:: LAS TAREAS ::
1. Responde estas preguntas sobre el relato de los frailecillos en Islandia:
(a) ¿En qué lugar llegaron tarde para embarcar hacia la isla de Papey?
(b) ¿Qué altitud tenía el collado que aún les quedaba por superar?
(c) ¿Con quién compartían la casa del hostal?
2. Sigue escribiendo el relato de los frailecillos en Islandia a partir de su última oración.

:: FRAGMENTO DE LA PÁGINA ::
----

5 de enero de 2013

Islandia (XV). Lo que cuesta un frailecillo

Un viaje siempre tiene unos lugares y objetivos que justifican el esfuerzo; visitarlos es una recompensa. Nadie se plantea, por ejemplo, ir a Roma y no ver el Coliseo. Nosotros en Islandia queríamos ver frailecillos, puffins, una simpática y entrañable ave marina con aspecto de peluche y no más de dos palmos de altura, desconfiada, escurridiza, que anida en escondites rocosos de la costa y que come peces a granel.
En las cercanías de Vík, entre Reynisdrangar y Dyrhólaey, no hubo manera de encontrarlos. En Djúpivogur, poco antes de Berunes, llegamos tarde para embarcar hacia la isla de Papey; se nos agotaban las oportunidades.
Con el mal tiempo sobre las orejas y tras 50km de pista hacia nuestro alojamiento, apenas nos quedaba por superar un collado de unos 400 metros de altitud. Como las nubes estaban muy bajas, a poco que subimos, empezó a llover y, enseguida, a caer aguanieve. El camino no era peligroso en condiciones normales, pero un presentimiento me recorrió: encontrarnos bloqueados al día siguiente por una nevada en un confín islandés; sin salida por tierra, mar o aire, en un pueblo remoto de 150 habitantes, entre vertiginosos barrancos costeros.
Cuando llegamos a nuestro hostal, una casa que compartíamos con un grupo de voluntarios ambientales, el encargado nos comentó que podíamos encontrar frailecillos al final de la carretera, varios kilómetros más adelante. Efectivamente, allí, en la última Thule, junto a un diminuto puerto pesquero y sobre una roca cubierta de hierba moteada por mil escondites, se encontraba la zona de reserva donde anidaban.

----

:: DATOS ::

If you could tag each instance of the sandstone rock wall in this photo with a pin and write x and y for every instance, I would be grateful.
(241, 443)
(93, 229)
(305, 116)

----

:: LISTA DE RESPUESTAS ::
1.
(a) En Djúpivogur.
(b) Unos 400 metros.
(c) Con un grupo de voluntarios ambientales.

2.
Soportamos viento y lluvia gélidos, pero nos lo pasamos pipa viendo desde lejos sus patosos despegues y los simpáticos paseos a lo Groucho Marx, de apariencia pensativa con las alas recogidas y la cabeza inclinada hacia delante. Por la experiencia, el lugar y sus habitantes, se ha convertido en una bellísima vivencia que recordaremos siempre.
¿Y qué pasó al día siguiente?

Llovía con suavidad y persistencia. Pasamos una zona en obras y la subida se empezó a teñir de blanco; 3, 2, 1ºC, copos como soles. La pista se cubrió con una capa de nieve cada vez más gruesa hasta que el Qashqai empezó a patinar. Era imposible continuar y también dar la vuelta, así que nos dejamos caer con prudencia, soltando el freno y siguiendo nuestra propia rodada para evitar el abismo de la derecha. Pasó una camioneta con ruedas de gigante (como un gran danés al lado de un chihuahua) y le preguntamos a su conductor por nuestras posibilidades; amablemente nos dijo que él mismo avisaría para que viniese una quitanieves.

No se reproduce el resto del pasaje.